** Exercise instructions **
Scan the entries for lines with the word "crane" and copy those lines.

┌─ Input data

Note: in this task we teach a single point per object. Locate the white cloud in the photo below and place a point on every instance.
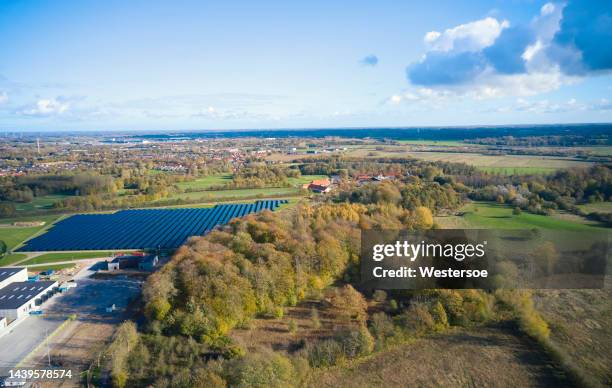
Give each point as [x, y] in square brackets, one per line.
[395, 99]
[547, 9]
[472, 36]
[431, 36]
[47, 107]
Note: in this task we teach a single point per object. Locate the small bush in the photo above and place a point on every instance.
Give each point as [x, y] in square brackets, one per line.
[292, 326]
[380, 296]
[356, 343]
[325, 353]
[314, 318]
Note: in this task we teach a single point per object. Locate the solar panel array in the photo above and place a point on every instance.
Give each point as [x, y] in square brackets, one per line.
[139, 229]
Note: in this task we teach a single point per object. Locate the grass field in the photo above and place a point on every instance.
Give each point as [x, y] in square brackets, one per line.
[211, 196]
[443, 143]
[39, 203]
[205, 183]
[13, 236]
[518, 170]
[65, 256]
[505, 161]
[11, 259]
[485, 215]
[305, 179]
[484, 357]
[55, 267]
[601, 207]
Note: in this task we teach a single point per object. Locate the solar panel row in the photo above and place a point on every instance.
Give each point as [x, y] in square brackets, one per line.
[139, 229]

└─
┌─ Input data

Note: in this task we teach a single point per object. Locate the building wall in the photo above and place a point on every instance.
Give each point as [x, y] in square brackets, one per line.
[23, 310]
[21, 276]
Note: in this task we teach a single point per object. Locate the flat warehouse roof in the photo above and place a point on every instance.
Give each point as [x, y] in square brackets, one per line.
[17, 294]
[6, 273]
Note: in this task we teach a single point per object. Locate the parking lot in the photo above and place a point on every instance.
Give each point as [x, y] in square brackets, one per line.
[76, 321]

└─
┌─ Input data

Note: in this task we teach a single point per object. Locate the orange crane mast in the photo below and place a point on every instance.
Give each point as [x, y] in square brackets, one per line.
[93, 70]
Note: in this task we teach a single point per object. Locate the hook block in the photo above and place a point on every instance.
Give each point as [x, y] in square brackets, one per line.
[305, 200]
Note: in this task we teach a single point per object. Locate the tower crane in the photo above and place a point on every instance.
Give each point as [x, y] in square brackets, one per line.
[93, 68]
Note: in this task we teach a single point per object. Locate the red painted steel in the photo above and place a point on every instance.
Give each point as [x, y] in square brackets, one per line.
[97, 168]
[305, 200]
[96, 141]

└─

** Your response **
Note: in this task we teach a single point per object. Locate the orange crane mast in the photo below and place a point on every instance.
Note: in this task we teach a single point per object. Locate the tower crane in the photo above and place a point on every instance.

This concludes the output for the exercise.